▶ What is expected
Put the lines from the one that contains "Subject: woman's black helmet" through the one that contains "xmin=225 ymin=137 xmax=256 ymax=150" into a numbered list, skipping blank lines and leaving out the pictures.

▶ Provided material
=-=-=

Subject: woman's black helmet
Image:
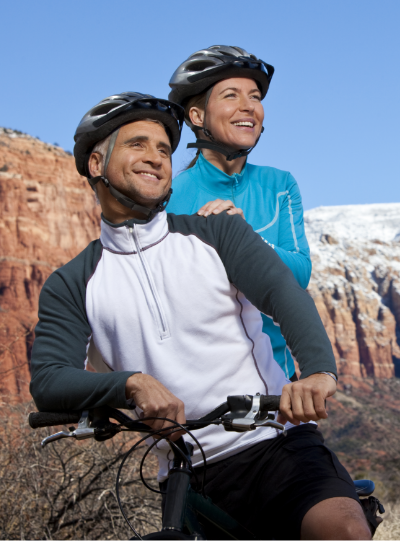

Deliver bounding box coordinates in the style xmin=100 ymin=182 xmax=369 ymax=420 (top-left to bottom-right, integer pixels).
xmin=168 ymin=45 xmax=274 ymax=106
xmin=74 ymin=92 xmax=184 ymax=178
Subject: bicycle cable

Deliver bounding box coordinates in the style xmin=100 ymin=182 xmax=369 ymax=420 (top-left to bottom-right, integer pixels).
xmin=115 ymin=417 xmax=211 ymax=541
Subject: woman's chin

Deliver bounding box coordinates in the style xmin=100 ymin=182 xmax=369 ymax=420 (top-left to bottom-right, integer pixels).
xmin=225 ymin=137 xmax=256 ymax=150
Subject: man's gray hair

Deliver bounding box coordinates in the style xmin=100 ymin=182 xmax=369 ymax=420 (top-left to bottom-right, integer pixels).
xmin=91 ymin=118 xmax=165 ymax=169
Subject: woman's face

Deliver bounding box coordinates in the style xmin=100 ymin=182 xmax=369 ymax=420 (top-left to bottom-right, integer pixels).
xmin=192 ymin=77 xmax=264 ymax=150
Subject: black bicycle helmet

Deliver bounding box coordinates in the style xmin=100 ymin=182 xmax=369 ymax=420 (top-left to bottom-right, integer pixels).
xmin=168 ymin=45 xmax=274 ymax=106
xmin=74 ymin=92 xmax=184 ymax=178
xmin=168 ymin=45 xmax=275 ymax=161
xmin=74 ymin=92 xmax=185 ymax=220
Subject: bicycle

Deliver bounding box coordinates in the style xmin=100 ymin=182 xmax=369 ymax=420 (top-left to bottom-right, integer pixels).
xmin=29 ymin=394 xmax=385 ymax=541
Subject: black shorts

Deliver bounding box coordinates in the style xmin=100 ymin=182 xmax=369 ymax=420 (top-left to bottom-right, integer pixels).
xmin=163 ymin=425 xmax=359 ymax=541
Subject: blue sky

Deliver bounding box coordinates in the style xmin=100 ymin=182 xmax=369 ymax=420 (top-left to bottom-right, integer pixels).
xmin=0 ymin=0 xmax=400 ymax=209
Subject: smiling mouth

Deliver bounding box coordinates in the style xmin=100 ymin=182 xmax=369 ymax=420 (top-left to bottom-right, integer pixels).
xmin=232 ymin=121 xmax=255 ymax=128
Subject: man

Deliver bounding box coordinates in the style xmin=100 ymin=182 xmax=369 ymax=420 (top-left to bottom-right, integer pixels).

=-=-=

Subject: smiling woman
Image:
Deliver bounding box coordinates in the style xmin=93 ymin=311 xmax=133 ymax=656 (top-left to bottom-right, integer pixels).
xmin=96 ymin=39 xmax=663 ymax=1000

=-=-=

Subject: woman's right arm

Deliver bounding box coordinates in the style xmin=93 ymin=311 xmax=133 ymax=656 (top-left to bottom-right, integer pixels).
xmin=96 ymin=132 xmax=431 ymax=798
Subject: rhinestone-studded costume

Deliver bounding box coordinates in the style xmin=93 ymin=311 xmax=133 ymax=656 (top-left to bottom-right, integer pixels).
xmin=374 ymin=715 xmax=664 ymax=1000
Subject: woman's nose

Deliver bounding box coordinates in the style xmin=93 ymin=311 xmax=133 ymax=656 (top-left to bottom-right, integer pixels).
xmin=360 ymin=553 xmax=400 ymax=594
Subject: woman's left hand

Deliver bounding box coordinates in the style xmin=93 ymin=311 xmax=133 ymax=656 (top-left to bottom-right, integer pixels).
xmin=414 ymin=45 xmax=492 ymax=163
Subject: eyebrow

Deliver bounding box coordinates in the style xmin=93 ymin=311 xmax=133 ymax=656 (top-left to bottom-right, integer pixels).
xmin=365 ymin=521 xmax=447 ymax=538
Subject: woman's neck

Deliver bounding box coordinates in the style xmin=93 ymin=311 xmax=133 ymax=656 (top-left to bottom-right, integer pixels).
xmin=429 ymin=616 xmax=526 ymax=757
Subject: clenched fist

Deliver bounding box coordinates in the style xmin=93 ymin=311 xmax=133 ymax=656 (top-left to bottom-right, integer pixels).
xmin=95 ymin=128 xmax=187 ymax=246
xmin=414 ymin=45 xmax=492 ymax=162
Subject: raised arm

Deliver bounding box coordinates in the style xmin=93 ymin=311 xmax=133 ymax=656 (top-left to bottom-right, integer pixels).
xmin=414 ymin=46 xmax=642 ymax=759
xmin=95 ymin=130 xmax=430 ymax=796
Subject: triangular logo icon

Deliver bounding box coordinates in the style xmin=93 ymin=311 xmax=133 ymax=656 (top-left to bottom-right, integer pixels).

=-=-=

▶ Written solution
1. Subject: woman's black helmet
2. Image:
3. Deliver bounding box coordinates in the style xmin=100 ymin=182 xmax=369 ymax=420 (top-left to bottom-right, integer pixels).
4. xmin=168 ymin=45 xmax=274 ymax=106
5. xmin=74 ymin=92 xmax=184 ymax=178
6. Subject: bicycle cable
7. Deliver bounding box coordinates in the style xmin=100 ymin=182 xmax=369 ymax=420 (top-left to bottom-right, integer pixels).
8. xmin=115 ymin=417 xmax=211 ymax=541
9. Subject: woman's chin
10. Deliver bounding box coordinates in the style xmin=100 ymin=182 xmax=369 ymax=420 (top-left to bottom-right, integer pixels).
11. xmin=225 ymin=137 xmax=256 ymax=150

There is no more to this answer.